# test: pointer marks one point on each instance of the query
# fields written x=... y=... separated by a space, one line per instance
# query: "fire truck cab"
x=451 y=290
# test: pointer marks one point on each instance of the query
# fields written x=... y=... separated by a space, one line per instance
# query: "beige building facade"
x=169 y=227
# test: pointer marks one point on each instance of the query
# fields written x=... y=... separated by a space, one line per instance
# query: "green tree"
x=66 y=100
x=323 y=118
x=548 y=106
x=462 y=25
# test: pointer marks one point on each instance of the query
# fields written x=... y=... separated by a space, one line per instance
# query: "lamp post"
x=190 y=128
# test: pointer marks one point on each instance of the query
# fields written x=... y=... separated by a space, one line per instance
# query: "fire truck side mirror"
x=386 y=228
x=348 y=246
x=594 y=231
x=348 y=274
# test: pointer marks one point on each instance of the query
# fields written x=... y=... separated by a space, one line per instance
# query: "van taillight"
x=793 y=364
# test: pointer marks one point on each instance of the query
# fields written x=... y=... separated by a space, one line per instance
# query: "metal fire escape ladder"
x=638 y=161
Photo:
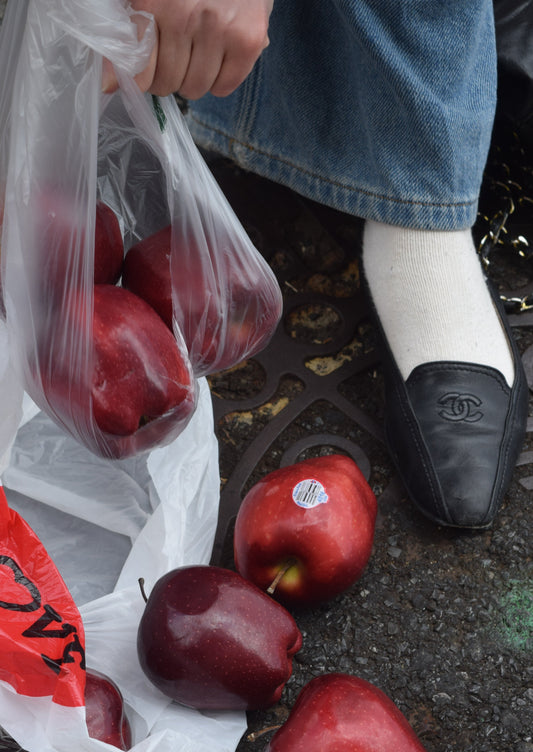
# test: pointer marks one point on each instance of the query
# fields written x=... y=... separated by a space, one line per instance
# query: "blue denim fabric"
x=379 y=108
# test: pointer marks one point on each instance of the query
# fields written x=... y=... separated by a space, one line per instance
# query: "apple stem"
x=256 y=734
x=141 y=585
x=275 y=582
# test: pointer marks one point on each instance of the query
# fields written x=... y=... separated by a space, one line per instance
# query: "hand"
x=202 y=45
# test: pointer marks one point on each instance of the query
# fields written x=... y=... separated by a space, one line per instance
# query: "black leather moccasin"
x=454 y=431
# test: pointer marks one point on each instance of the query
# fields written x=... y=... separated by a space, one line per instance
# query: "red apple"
x=108 y=246
x=342 y=713
x=211 y=640
x=225 y=315
x=310 y=525
x=60 y=226
x=140 y=391
x=104 y=711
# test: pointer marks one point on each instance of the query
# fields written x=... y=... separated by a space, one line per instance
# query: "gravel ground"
x=441 y=620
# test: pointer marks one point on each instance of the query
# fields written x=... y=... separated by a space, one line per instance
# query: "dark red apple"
x=305 y=532
x=139 y=392
x=146 y=272
x=224 y=314
x=342 y=713
x=211 y=640
x=104 y=711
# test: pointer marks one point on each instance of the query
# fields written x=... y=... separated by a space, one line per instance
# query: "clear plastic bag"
x=96 y=357
x=82 y=530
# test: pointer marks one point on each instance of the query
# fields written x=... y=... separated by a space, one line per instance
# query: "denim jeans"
x=379 y=108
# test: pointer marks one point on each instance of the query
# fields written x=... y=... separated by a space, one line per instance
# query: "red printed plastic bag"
x=104 y=524
x=42 y=655
x=95 y=356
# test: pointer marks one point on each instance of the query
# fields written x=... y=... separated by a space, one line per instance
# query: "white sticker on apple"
x=309 y=493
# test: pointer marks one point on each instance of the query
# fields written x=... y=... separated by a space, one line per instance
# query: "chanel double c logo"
x=460 y=407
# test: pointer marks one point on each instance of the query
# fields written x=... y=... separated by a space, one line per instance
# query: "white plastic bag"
x=105 y=525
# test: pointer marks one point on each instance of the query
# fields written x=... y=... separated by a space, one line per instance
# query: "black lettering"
x=20 y=579
x=73 y=647
x=39 y=628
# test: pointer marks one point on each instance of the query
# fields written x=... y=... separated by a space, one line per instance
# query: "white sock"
x=432 y=300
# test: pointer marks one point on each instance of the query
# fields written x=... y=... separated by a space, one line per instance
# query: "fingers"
x=220 y=63
x=145 y=78
x=202 y=45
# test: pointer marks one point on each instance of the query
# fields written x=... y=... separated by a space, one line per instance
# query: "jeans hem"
x=350 y=199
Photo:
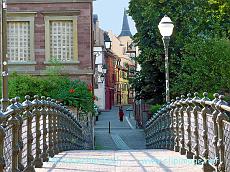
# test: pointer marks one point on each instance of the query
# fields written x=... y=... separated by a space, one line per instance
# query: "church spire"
x=125 y=27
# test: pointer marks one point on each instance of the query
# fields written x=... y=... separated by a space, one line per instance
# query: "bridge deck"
x=120 y=160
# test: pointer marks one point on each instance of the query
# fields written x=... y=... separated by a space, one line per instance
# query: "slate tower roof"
x=125 y=27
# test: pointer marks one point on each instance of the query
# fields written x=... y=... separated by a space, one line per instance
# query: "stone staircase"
x=148 y=160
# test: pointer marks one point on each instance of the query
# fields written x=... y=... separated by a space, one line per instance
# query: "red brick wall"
x=84 y=23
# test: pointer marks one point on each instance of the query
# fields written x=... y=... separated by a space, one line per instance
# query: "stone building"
x=120 y=46
x=44 y=32
x=104 y=89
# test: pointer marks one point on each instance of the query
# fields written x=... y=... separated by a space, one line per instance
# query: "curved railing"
x=197 y=128
x=32 y=132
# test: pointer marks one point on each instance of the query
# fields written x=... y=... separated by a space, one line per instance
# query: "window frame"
x=47 y=20
x=23 y=17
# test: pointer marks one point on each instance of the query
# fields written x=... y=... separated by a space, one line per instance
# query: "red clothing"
x=121 y=113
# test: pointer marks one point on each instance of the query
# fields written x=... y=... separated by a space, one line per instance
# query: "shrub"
x=72 y=93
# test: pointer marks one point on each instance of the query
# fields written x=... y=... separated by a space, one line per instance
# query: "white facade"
x=99 y=90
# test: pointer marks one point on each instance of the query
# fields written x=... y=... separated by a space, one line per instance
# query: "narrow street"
x=121 y=150
x=122 y=136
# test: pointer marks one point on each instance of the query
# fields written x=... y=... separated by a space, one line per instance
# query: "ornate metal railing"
x=197 y=128
x=32 y=132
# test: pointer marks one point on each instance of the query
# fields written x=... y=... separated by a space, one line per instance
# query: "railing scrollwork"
x=31 y=132
x=199 y=127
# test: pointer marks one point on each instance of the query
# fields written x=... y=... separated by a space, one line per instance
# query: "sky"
x=110 y=15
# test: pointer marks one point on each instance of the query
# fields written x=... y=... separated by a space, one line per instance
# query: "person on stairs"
x=121 y=113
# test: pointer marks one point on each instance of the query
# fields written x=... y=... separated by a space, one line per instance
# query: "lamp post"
x=4 y=63
x=166 y=28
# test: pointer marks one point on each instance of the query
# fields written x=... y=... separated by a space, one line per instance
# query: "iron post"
x=4 y=63
x=166 y=40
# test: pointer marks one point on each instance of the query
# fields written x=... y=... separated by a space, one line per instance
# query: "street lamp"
x=4 y=63
x=107 y=41
x=166 y=28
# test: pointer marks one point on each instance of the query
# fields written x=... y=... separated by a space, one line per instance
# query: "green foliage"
x=71 y=93
x=201 y=20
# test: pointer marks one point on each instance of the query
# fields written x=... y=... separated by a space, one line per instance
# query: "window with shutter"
x=61 y=40
x=18 y=38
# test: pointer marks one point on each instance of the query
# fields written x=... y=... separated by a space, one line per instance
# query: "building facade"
x=120 y=46
x=43 y=32
x=104 y=86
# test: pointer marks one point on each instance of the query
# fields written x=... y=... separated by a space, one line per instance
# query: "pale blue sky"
x=110 y=15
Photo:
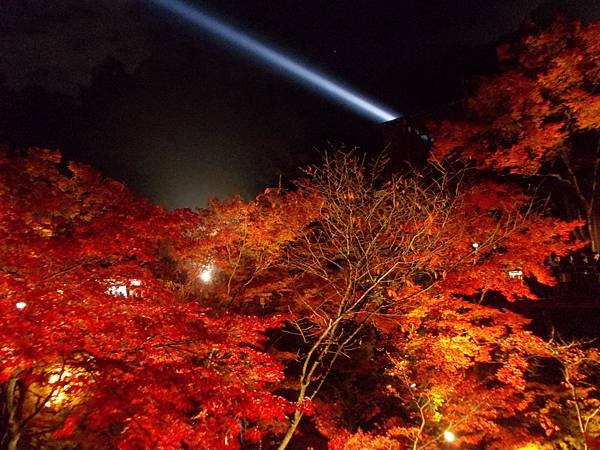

- **TASK GOAL**
Pull out every line in the rows above that contains the word "apple", and copy each such line in full.

- **EXERCISE ANSWER**
# query: "apple stem"
# query: "red apple"
# query: "dark red apple"
# query: "white sticker on apple"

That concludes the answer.